Information shown →

****************

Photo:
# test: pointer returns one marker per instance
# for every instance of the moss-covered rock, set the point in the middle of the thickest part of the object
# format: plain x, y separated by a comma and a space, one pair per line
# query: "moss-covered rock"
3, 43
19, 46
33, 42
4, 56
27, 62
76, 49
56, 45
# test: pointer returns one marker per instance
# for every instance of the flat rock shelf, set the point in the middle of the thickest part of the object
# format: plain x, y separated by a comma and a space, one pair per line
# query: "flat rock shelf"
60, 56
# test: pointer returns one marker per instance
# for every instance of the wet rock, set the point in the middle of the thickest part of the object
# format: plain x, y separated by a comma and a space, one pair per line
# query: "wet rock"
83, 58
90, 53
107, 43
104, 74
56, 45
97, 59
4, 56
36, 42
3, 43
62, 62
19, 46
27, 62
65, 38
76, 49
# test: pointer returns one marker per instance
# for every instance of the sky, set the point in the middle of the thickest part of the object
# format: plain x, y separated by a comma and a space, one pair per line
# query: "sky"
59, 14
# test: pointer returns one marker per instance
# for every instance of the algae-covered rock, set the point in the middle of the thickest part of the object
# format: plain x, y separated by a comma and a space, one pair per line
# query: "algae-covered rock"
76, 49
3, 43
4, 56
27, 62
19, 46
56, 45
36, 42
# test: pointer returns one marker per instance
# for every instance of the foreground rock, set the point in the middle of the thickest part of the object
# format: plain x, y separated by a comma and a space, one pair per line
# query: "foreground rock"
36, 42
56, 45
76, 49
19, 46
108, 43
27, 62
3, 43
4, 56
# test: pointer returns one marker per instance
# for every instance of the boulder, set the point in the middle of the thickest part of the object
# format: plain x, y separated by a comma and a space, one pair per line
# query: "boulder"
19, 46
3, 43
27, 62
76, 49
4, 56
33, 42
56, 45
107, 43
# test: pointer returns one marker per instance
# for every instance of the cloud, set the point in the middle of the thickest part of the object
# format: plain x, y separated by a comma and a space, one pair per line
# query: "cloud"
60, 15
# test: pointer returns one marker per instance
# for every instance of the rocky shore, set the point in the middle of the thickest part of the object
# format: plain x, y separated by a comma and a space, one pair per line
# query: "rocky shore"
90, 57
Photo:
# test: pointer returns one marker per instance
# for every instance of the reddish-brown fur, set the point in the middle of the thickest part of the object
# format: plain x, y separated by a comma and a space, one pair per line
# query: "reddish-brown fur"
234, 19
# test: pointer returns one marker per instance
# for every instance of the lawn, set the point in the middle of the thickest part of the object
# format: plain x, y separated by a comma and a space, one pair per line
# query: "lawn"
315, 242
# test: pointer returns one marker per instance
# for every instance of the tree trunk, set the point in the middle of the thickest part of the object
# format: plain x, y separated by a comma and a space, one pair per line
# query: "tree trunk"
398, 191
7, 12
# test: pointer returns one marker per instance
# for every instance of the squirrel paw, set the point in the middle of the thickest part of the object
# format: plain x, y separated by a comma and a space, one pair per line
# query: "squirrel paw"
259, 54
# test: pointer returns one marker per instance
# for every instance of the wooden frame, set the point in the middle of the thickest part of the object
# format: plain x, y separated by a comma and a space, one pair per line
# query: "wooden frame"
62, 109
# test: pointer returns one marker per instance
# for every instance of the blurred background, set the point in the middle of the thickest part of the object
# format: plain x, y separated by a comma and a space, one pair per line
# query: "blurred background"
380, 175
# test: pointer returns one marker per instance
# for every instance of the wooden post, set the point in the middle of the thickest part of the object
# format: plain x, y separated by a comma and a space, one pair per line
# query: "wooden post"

****************

Please repeat the listing exactly, with nothing left out.

Response to this exercise →
Photo:
# test: pointer returns one marker per instance
# for every instance of the moss-covered rock, set the point in the middle of the thickest part of the object
# format: plain x, y separated by a comma and a space, one pair per line
# query: "moss-covered rock"
3, 43
19, 46
33, 42
4, 56
27, 62
76, 49
56, 45
# test: pointer returns one marker per instance
# for every instance of the flat rock shelf, set the point in the middle of the thickest part of the object
# format: plain x, y separated by a comma and a space, one pair per line
# query: "flat rock shelf"
60, 56
# test: pointer returns one marker per instance
# for every instance of the wet rock, set the point in the middle of the thickest part of the object
# format: plain x, y separated by a comma and a space, one pair per line
# query: "wet rock"
83, 58
90, 53
107, 43
104, 74
56, 45
97, 59
4, 56
36, 42
3, 43
62, 62
19, 46
27, 62
65, 38
76, 49
# test: pointer returns one marker per instance
# for every instance of the sky, set the point in the middle of the thickest part of the object
# format: plain x, y separated by a comma and a space, one pair per line
# query: "sky"
59, 14
# test: pointer returns one marker per instance
# for every instance of the algae-covered rock, set the point in the middle of the thickest part of the object
# format: plain x, y separated by a comma and a space, one pair per line
# query: "algae-covered rock"
76, 49
3, 43
4, 56
27, 62
19, 46
56, 45
36, 42
# test: pointer returns one marker per instance
# for every instance of the foreground rock, set the point in the middle of the thickest part of the object
# format: plain x, y separated by a comma and a space, one pair per line
# query: "foreground rock"
36, 42
56, 45
76, 49
19, 46
108, 43
27, 62
3, 43
4, 56
# test: pointer returns one marker per instance
# for every instance of the boulder, set the point in the middle of the thickest part of the object
# format: plain x, y separated by a comma and a space, one pair per line
# query: "boulder"
19, 46
3, 43
27, 62
76, 49
4, 56
33, 42
56, 45
107, 43
# test: pointer returns one marker per instance
# for every instance of the cloud, set the point in the middle of the thickest part of the object
# format: plain x, y separated by a comma and a space, one pair per line
# query: "cloud"
60, 15
# test: pointer returns one marker per instance
# for every instance of the rocky shore, set the point in the middle of the thickest part of the object
# format: plain x, y separated by a comma and a space, one pair per line
# query: "rocky shore"
90, 57
Photo:
# test: pointer returns one marker per instance
# for every instance of the reddish-brown fur, set the point in the middle of the thickest part of the object
# format: plain x, y separated by a comma and a space, one pair per line
# query: "reddish-brown fur"
234, 19
# test: pointer returns one marker per instance
# for every instance of the lawn, set the point in the middle of the thickest part of the object
# format: plain x, y separated by a comma and a space, one pair per line
# query: "lawn"
315, 242
# test: pointer returns one marker per instance
# for every instance of the tree trunk, set the point in the middle of the thickest part of the object
# format: plain x, y separated by a comma and a space, one pair per line
# query: "tree trunk"
398, 191
7, 12
# test: pointer returns one marker per instance
# for every instance of the squirrel paw, set the point in the middle of the thickest part of the object
# format: plain x, y separated by a comma and a space, one pair per line
# query: "squirrel paw"
259, 54
# test: pointer returns one marker per instance
# for every instance of the wooden frame, set the point in the middle of the thickest part of the object
# format: plain x, y separated by a comma and a space, one pair per line
# query: "wooden frame"
62, 109
# test: pointer returns one marker per instance
# for every instance of the blurred background, set the point in the middle of the thickest part of the object
# format: plain x, y separated by a comma and a space, one pair per line
# query: "blurred background"
380, 175
# test: pointer returns one marker per instance
# for every instance of the wooden post, set the point in the middle of the thickest part of the object
# format: plain x, y separated by a comma and a space, one pair per line
# query: "wooden post"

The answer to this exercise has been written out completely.